··· RECORDS FOR THE EXERCISE
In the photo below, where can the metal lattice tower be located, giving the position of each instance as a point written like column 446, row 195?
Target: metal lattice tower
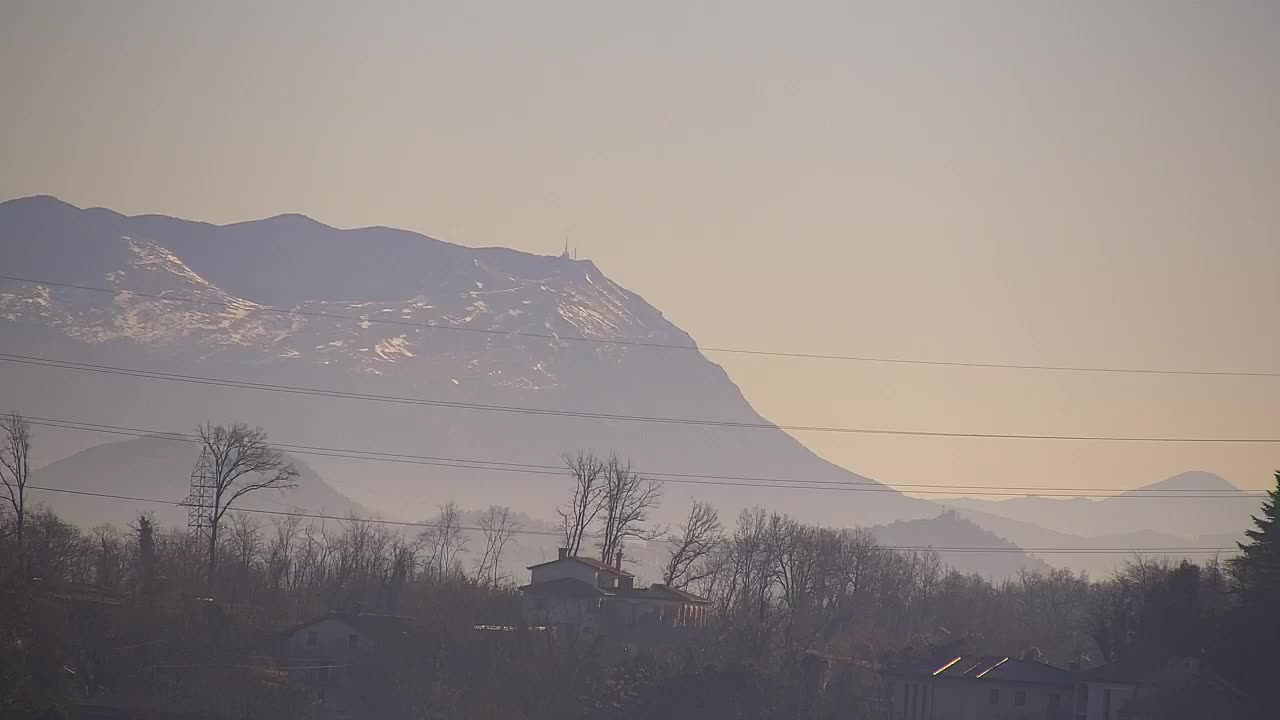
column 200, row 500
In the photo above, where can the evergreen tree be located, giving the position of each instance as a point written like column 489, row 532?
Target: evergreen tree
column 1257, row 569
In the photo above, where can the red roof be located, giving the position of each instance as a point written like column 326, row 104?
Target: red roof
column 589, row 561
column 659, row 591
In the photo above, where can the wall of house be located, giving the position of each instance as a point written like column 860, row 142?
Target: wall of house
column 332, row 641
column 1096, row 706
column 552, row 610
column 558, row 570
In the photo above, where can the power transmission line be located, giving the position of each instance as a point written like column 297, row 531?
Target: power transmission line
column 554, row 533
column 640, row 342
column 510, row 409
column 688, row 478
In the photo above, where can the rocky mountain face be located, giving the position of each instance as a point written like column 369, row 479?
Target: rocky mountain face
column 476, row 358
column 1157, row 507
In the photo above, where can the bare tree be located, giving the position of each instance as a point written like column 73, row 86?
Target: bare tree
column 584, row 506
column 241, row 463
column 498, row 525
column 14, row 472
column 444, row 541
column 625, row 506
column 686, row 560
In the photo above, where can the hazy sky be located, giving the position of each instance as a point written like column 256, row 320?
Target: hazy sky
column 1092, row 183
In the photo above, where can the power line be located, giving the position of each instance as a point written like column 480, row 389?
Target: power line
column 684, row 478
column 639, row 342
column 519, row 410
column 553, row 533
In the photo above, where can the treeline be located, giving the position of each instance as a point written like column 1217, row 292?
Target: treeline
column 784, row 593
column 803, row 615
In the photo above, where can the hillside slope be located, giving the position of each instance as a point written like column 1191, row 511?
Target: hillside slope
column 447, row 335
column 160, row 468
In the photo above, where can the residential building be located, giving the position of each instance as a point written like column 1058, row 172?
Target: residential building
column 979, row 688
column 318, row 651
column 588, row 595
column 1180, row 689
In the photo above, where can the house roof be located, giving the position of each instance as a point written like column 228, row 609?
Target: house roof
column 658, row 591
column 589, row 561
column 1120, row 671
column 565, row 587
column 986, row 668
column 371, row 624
······
» **WHAT THE TASK ASKS**
Reproduce the material above verbatim, line by line, omitting the picture.

» **WORKED ANSWER**
In the photo below, where can the metal lattice tower be located, giving the position of each instance as a point written like column 446, row 195?
Target: metal lattice tower
column 200, row 500
In the photo above, where can the evergreen tree be located, giving the position of each instance as a point written like column 489, row 532?
Target: evergreen tree
column 1257, row 569
In the photo above, where can the red roof be located, giving the position of each instance as a point written like column 326, row 104?
Target: red roof
column 589, row 561
column 659, row 591
In the photo above, where can the wall of house be located, giving the position of each instance as a point written like column 860, row 142?
Target: wall of house
column 332, row 641
column 1096, row 706
column 552, row 610
column 558, row 570
In the photo above, where can the power transmission line be located, giving the position of each instance as a point written like column 297, row 531?
Target: power transmission line
column 554, row 533
column 640, row 342
column 510, row 409
column 688, row 478
In the photo above, where can the rocky mountain face be located, giving the position of each instance as a point written like column 369, row 479?
Target: rocky mountain face
column 476, row 358
column 1157, row 507
In the photo above, where can the bare tree be located, giving the position of each instance as a point written like column 73, row 86?
Target: bare tree
column 584, row 506
column 241, row 463
column 498, row 525
column 14, row 472
column 444, row 541
column 625, row 506
column 686, row 560
In the photo above, where can the hazy sky be located, giving the position of each instance as a point written like column 256, row 320?
Target: hazy sky
column 1092, row 183
In the photo above, where can the power line be located, giving the position of each instance as a point written like column 480, row 389?
Target: power line
column 684, row 478
column 639, row 342
column 519, row 410
column 553, row 533
In the photo above, where can the treeline be located, giving the position of each instance as a point written like column 1217, row 292?
Target: treeline
column 784, row 593
column 803, row 615
In the photo above, where can the hillside slope be located, giving the position of each instance as a point written like column 1191, row 511?
Target: hillside slope
column 447, row 335
column 160, row 468
In the photo above, where can the residential building be located, giving the position of each instance as a point written like column 1058, row 172?
Target: residential building
column 979, row 688
column 318, row 651
column 588, row 595
column 1180, row 689
In the photo above, where can the house roof be located, giving the position of each instance as a point written like column 228, row 609?
Target: house roof
column 658, row 591
column 589, row 561
column 1120, row 671
column 565, row 587
column 986, row 668
column 371, row 624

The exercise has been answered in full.